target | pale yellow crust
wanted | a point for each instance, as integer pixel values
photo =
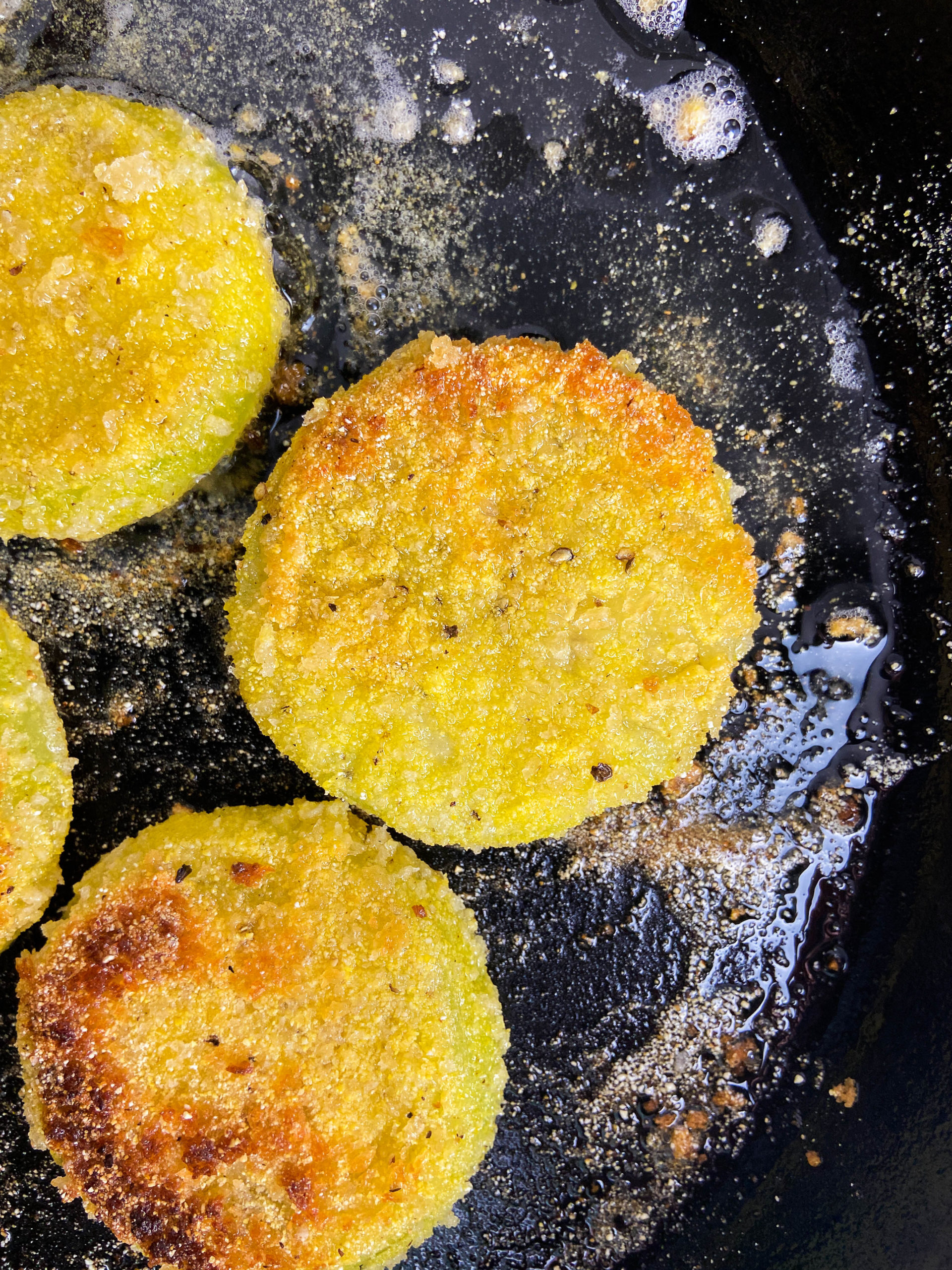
(36, 784)
(492, 591)
(263, 1037)
(139, 314)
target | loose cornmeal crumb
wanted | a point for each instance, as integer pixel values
(139, 316)
(263, 1037)
(494, 590)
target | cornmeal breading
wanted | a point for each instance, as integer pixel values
(263, 1037)
(36, 784)
(492, 591)
(139, 316)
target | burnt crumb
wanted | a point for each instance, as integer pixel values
(249, 874)
(287, 382)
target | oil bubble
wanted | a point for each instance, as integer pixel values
(395, 117)
(663, 17)
(771, 234)
(447, 73)
(844, 371)
(697, 119)
(459, 125)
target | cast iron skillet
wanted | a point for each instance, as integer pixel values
(856, 97)
(824, 83)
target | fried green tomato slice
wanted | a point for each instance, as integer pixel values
(492, 591)
(139, 314)
(36, 784)
(263, 1037)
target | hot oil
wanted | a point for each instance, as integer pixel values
(527, 168)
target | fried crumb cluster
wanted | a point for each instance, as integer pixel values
(492, 591)
(263, 1037)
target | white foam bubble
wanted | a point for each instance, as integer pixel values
(448, 73)
(554, 154)
(771, 235)
(395, 119)
(459, 125)
(702, 116)
(663, 17)
(844, 371)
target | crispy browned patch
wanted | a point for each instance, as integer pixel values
(168, 1131)
(131, 1173)
(249, 874)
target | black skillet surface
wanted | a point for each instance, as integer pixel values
(629, 247)
(856, 96)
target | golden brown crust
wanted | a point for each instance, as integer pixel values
(493, 590)
(248, 1151)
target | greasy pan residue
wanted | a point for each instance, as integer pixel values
(512, 168)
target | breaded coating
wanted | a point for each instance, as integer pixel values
(36, 784)
(492, 591)
(263, 1037)
(139, 316)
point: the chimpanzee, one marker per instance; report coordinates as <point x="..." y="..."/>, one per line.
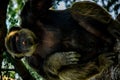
<point x="71" y="44"/>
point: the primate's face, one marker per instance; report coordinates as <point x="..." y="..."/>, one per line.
<point x="20" y="43"/>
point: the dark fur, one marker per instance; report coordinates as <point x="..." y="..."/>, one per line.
<point x="59" y="37"/>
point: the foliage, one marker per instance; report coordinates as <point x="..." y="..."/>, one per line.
<point x="15" y="7"/>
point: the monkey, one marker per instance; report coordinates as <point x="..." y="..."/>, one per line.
<point x="59" y="45"/>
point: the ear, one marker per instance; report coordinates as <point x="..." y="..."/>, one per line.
<point x="14" y="28"/>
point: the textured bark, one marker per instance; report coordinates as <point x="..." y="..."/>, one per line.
<point x="19" y="66"/>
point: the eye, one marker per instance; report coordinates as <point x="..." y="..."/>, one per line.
<point x="22" y="41"/>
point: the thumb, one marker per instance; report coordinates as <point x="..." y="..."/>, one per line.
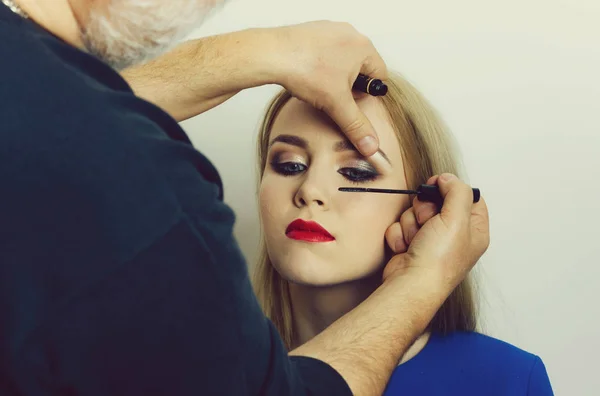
<point x="458" y="197"/>
<point x="353" y="123"/>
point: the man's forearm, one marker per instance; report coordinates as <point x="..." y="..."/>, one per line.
<point x="366" y="344"/>
<point x="201" y="74"/>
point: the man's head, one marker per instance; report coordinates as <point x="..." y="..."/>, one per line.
<point x="126" y="32"/>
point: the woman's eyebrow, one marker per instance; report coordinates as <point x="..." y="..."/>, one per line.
<point x="346" y="145"/>
<point x="290" y="139"/>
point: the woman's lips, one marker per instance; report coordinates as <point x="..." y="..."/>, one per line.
<point x="308" y="231"/>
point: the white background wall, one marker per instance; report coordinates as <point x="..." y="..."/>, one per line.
<point x="518" y="83"/>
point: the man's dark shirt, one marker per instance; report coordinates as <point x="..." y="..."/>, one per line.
<point x="119" y="273"/>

■ ■ ■ ■ ■ ■ ■

# Given instruction:
Reproduce every item above word for word, leaving out the pictures.

# Solution below:
target | pale yellow crust
wanted | a point for each instance, as integer pixel values
photo =
(36, 784)
(492, 591)
(263, 1037)
(139, 314)
target | loose cornmeal crumb
wanted | a point for each instance, as integer pixel values
(139, 316)
(263, 1037)
(494, 590)
target | cornmeal breading
wanted | a point for each instance, as integer pixel values
(263, 1037)
(36, 784)
(492, 591)
(139, 316)
target | burnt crumb
wanted | a point for each instance, as integer pixel values
(249, 874)
(287, 382)
target | oil bubble
wanted | a point for each instance, as integer pixel values
(395, 117)
(663, 17)
(771, 234)
(447, 73)
(844, 371)
(697, 119)
(459, 125)
target | cast iron skillet
wanted | a point for each instance, as integer pixel values
(856, 97)
(824, 83)
target | fried green tomato slice
wanted | a point for each instance, as integer pixel values
(492, 591)
(139, 314)
(36, 784)
(263, 1037)
target | hot oil
wanted | a point for each instance, as integer pixel values
(527, 168)
target | fried crumb cluster
wanted | a point for each instance, as integer pixel values
(492, 591)
(263, 1037)
target | white foam bubble
wanted | a point for each instance, as integer pixel values
(448, 73)
(554, 154)
(771, 235)
(395, 119)
(459, 125)
(702, 116)
(663, 17)
(844, 371)
target | crispy browned patch
wanted | a point for each instance, as integer pixel values
(168, 1131)
(131, 1173)
(249, 874)
target | black skillet surface
wanted | a point for each instance, as integer pixel values
(629, 247)
(856, 96)
target | golden brown crust
wanted | a point for each instance, as integer pixel values
(493, 590)
(248, 1151)
target | greasy pan residue
wanted | a point for each instance, as integer pixel values
(512, 168)
target | breaded coating
wanted | a point for each instance, as integer pixel values
(36, 784)
(492, 591)
(263, 1037)
(139, 316)
point: the chimpanzee, one marker per instance; report coordinates as <point x="..." y="..."/>, one per line.
<point x="71" y="44"/>
point: the primate's face, one marker per instance; report coordinates as <point x="..." y="..."/>, one per line.
<point x="20" y="43"/>
point: the dark fur, one marker per instance; report coordinates as <point x="..." y="..."/>, one per line.
<point x="59" y="37"/>
point: the foliage, one marker per instance; report coordinates as <point x="..." y="..."/>, one per line.
<point x="15" y="7"/>
point: the monkey, one marker per instance; report coordinates as <point x="..." y="..."/>, one per line.
<point x="59" y="45"/>
point: the ear, one marker per instance; report coordinates as <point x="..." y="..."/>, one per line.
<point x="14" y="28"/>
point: the textured bark, one marker per instance; report coordinates as <point x="..." y="..."/>, one per line.
<point x="19" y="66"/>
point: the eye, one marker per instance; report coordinates as <point x="..." y="..."/>, one per line.
<point x="22" y="41"/>
point: the thumb, one marker per instance; report coordinates as <point x="..." y="..."/>, one per line.
<point x="458" y="197"/>
<point x="353" y="123"/>
point: the man's forearm, one marker per instance; report coordinates as <point x="..." y="..."/>, one per line.
<point x="366" y="344"/>
<point x="201" y="74"/>
point: the man's head, one marker per instance; report coordinates as <point x="..." y="..."/>, one per line.
<point x="126" y="32"/>
point: the woman's eyebrow, one marker per instance; report coordinates as <point x="..." y="..."/>, one per line.
<point x="346" y="145"/>
<point x="290" y="139"/>
point: the woman's lips, one marker per instance; report coordinates as <point x="..." y="..."/>, one per line.
<point x="308" y="231"/>
point: the white background wall, one marker per instance; report coordinates as <point x="..." y="..."/>, one per line.
<point x="518" y="83"/>
point: the man's dark shirt, one marker per instance; report coordinates as <point x="..." y="..."/>, one per line.
<point x="119" y="273"/>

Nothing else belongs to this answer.